Document passage:
* Start *

Whether the proposals will enable the Government to achieve its public health goals

  9.  School meals is the one area where the Government is responsible for what the most vulnerable group, young children, eat. It is an area where the state has to, and does, act as "nanny", as children in school, and especially in primary schools, are effectively in the care of the Department of Education and Skills, and the standards determining what they get to eat are set by DfES. Eating habits formed in primary schools will either reinforce healthy eating, or set a pattern which children will take with them to secondary schools, and maybe for the rest of their lives. Of all the areas where the Government can take action to improve the nation's diet and health, reforming school meals is the key. This is the only time that Government action will definitely change the diets of children in an effective way.

  10.  The Department of Health's (DH) Consultative Document, "Choosing Health? Choosing a Better Diet", states that: "Action in schools can impact on key health outcomes", and notes that effective "school-based interventions to reduce obesity and overweight in schoolchildren, particularly girls" include "the modification of school meals and tuckshops".

  11.  With the move for schools to open between 8 am and 6 pm food provision in schools will becomes even more relevant to child health as increasing number of children will eat breakfast, lunch and an early evening snack in the Government's care.

  12.  The Soil Association therefore warmly welcomes the Government decisions set out in the White Paper to invest over the next three years to improve nutrition in schools by:

    —  revising both primary and secondary school meals standards to reduce the consumption of fat, salt and sugar and to increase the consumption of fruit and vegetables and other essential nutrients;

    —  strongly considering the introduction of nutrient-based standards that will be taken into account in Ofsted inspections;

    —  subject to legislation, extending the new standards to cover food across the school day, including vending machines and tuck shops;

    —  providing new guidance on food procurement for heads and governors, and improving training and support for school meal providers and catering staff; and

    —  developing the Healthy Schools Programme to include policies on healthy and nutritious food.

  13.  In the 1980s nutritional standards for school meals were abolished, and the current Government eventually replaced them with guidelines which do not specify, for example, vitamin or nutrient content, or place limits on fat, sugar or salt. There are excellent nutritional standards, developed by the Caroline Walker Trust, for primary school lunches, but DfES only attaches these as guidelines to their current nutritional advice. The difference in the two sets of standards is shown in the attached illustrative menus, one that meets the Government's current standards, the other that meets the Caroline Walker Trust standards.

* End *

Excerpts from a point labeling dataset
* Start *

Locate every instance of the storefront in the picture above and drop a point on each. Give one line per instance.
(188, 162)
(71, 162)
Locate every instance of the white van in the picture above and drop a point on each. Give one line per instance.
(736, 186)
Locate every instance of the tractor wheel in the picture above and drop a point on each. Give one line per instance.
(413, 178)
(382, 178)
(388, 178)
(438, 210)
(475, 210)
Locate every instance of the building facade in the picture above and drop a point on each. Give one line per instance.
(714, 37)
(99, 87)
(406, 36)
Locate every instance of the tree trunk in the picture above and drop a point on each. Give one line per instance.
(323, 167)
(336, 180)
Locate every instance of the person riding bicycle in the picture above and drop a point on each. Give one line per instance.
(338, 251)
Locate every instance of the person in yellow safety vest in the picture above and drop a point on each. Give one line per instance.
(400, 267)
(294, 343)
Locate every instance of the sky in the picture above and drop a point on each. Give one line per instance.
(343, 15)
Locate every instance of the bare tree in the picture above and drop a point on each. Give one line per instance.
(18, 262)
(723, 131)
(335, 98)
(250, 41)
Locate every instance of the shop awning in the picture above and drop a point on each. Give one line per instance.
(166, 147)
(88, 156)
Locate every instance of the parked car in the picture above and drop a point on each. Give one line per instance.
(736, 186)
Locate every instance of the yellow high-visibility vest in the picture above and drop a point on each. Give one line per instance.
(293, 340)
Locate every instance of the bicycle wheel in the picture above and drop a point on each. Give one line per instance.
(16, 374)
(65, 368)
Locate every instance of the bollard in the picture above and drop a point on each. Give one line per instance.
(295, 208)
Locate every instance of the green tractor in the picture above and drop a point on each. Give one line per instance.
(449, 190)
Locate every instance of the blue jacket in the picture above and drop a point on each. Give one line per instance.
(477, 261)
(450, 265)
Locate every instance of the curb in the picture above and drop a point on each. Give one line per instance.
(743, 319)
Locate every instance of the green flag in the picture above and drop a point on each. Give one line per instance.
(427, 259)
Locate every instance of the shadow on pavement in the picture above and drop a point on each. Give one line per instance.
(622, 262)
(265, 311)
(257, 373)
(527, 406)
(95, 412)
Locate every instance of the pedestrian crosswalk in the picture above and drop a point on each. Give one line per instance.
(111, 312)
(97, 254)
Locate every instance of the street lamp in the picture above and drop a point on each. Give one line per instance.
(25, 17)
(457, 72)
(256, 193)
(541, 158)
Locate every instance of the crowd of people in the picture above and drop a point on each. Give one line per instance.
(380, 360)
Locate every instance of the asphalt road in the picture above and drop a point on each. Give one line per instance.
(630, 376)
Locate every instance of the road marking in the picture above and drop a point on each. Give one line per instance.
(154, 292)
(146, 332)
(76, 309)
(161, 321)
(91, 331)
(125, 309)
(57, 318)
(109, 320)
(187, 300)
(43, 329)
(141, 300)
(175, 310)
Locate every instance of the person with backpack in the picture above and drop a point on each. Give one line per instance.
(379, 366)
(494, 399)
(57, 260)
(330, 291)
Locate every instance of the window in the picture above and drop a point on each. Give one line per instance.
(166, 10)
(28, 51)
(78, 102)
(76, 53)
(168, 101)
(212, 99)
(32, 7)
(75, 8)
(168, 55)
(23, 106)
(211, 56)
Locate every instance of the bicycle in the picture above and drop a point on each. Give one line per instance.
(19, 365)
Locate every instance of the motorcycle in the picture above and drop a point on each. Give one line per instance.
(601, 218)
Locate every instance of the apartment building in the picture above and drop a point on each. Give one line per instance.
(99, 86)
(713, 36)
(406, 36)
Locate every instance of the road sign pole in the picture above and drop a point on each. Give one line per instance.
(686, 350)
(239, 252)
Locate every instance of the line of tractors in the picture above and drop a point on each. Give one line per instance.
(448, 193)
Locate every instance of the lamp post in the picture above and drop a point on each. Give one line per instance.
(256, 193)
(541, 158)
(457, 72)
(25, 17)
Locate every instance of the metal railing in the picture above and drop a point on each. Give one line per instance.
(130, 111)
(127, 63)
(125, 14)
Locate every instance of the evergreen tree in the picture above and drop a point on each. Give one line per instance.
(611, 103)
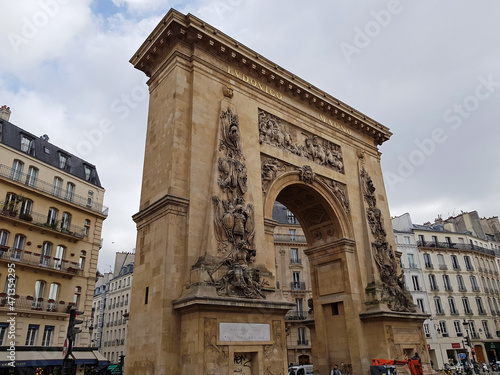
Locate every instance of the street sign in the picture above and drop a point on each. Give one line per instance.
(65, 348)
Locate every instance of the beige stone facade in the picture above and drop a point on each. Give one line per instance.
(229, 133)
(50, 233)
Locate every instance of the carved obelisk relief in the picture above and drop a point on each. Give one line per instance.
(393, 291)
(233, 216)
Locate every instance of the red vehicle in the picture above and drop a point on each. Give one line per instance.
(413, 364)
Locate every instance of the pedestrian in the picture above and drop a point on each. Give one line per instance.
(336, 370)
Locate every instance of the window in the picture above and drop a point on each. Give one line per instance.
(39, 289)
(453, 306)
(66, 221)
(461, 284)
(86, 227)
(26, 208)
(458, 328)
(19, 241)
(89, 173)
(76, 298)
(52, 217)
(442, 264)
(26, 144)
(70, 191)
(4, 237)
(446, 282)
(301, 331)
(3, 333)
(46, 252)
(31, 334)
(468, 263)
(432, 282)
(473, 283)
(465, 302)
(57, 187)
(32, 176)
(427, 330)
(427, 261)
(486, 329)
(48, 332)
(17, 170)
(416, 284)
(411, 261)
(60, 251)
(420, 304)
(437, 304)
(443, 328)
(480, 306)
(63, 161)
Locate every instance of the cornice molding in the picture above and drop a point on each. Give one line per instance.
(177, 28)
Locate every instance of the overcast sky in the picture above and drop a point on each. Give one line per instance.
(428, 70)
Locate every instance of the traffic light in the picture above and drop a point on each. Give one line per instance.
(73, 328)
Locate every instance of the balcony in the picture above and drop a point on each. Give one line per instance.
(48, 188)
(298, 285)
(457, 246)
(296, 315)
(40, 220)
(294, 238)
(30, 304)
(37, 260)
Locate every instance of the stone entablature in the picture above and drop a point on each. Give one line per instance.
(259, 72)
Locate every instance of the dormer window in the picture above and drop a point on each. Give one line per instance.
(26, 144)
(89, 172)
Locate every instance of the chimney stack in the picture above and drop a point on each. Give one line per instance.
(5, 113)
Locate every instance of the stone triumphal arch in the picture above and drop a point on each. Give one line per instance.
(229, 132)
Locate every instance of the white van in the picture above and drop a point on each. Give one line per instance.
(300, 370)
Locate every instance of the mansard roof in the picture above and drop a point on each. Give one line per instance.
(44, 151)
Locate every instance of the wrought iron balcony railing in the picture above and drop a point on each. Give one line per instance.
(35, 259)
(298, 285)
(42, 221)
(297, 238)
(458, 246)
(54, 190)
(296, 315)
(28, 303)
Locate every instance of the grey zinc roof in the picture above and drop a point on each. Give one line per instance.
(46, 152)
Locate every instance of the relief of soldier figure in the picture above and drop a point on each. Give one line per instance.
(276, 132)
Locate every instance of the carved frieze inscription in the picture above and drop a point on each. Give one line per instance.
(229, 332)
(282, 134)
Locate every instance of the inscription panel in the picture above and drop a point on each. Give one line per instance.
(229, 332)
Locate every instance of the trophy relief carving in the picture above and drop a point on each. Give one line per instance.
(393, 291)
(234, 223)
(281, 134)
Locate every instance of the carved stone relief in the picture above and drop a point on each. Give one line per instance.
(234, 224)
(215, 358)
(393, 291)
(282, 134)
(273, 354)
(340, 191)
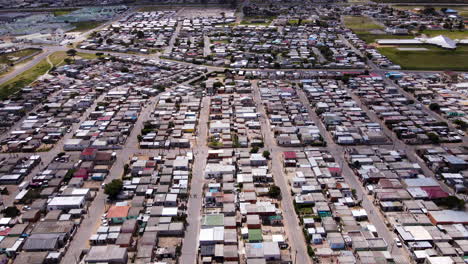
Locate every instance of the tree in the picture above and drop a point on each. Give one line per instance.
(433, 137)
(461, 124)
(140, 34)
(71, 53)
(434, 107)
(461, 25)
(274, 192)
(113, 188)
(452, 202)
(11, 211)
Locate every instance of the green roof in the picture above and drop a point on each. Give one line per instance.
(255, 235)
(213, 220)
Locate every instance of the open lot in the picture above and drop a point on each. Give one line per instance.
(4, 58)
(23, 79)
(85, 25)
(361, 24)
(433, 59)
(371, 38)
(29, 76)
(463, 10)
(455, 34)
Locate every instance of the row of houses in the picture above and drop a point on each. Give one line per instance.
(287, 115)
(51, 207)
(147, 222)
(241, 217)
(336, 227)
(403, 116)
(438, 89)
(348, 123)
(173, 121)
(142, 32)
(234, 119)
(408, 200)
(449, 163)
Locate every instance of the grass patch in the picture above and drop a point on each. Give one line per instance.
(432, 59)
(23, 79)
(251, 20)
(224, 41)
(371, 38)
(455, 34)
(27, 77)
(62, 12)
(361, 24)
(85, 25)
(20, 54)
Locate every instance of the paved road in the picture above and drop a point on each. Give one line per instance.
(291, 223)
(337, 152)
(46, 157)
(194, 207)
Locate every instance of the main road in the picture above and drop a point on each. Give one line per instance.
(292, 227)
(200, 152)
(338, 152)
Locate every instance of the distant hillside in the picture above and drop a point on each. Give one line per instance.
(424, 1)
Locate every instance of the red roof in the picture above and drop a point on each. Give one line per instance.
(290, 155)
(5, 232)
(89, 151)
(435, 192)
(118, 211)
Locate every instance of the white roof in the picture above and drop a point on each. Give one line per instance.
(68, 200)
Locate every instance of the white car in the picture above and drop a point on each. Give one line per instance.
(398, 242)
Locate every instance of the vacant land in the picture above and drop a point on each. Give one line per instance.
(85, 25)
(29, 76)
(422, 1)
(4, 58)
(462, 10)
(455, 34)
(361, 24)
(432, 59)
(62, 12)
(370, 38)
(23, 79)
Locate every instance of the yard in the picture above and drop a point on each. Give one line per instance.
(85, 25)
(29, 76)
(371, 38)
(62, 12)
(18, 54)
(455, 34)
(257, 21)
(23, 79)
(462, 10)
(432, 59)
(361, 24)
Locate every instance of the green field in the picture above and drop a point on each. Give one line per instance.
(29, 76)
(421, 1)
(85, 25)
(370, 38)
(20, 54)
(455, 34)
(23, 79)
(462, 10)
(433, 59)
(361, 24)
(62, 12)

* End *

Parts of the exercise:
a. According to the school meals passage, what steps to improve nutrition in schools does the Soil Association welcome in the White Paper?
b. Return the part of the school meals passage that opens with the words containing "9.  School meals is" and closes with "an effective way.".
The material isn't needed for anything here.

Results for each task:
a.
- Revising both primary and secondary school meals standards to reduce the consumption of fat, salt and sugar and to increase the consumption of fruit and vegetables and other essential nutrients
- Strongly considering the introduction of nutrient-based standards that will be taken into account in Ofsted inspections
- Subject to legislation, extending the new standards to cover food across the school day, including vending machines and tuck shops
- Providing new guidance on food procurement for heads and governors, and improving training and support for school meal providers and catering staff
- Developing the Healthy Schools Programme to include policies on healthy and nutritious food

b.
9.  School meals is the one area where the Government is responsible for what the most vulnerable group, young children, eat. It is an area where the state has to, and does, act as "nanny", as children in school, and especially in primary schools, are effectively in the care of the Department of Education and Skills, and the standards determining what they get to eat are set by DfES. Eating habits formed in primary schools will either reinforce healthy eating, or set a pattern which children will take with them to secondary schools, and maybe for the rest of their lives. Of all the areas where the Government can take action to improve the nation's diet and health, reforming school meals is the key. This is the only time that Government action will definitely change the diets of children in an effective way.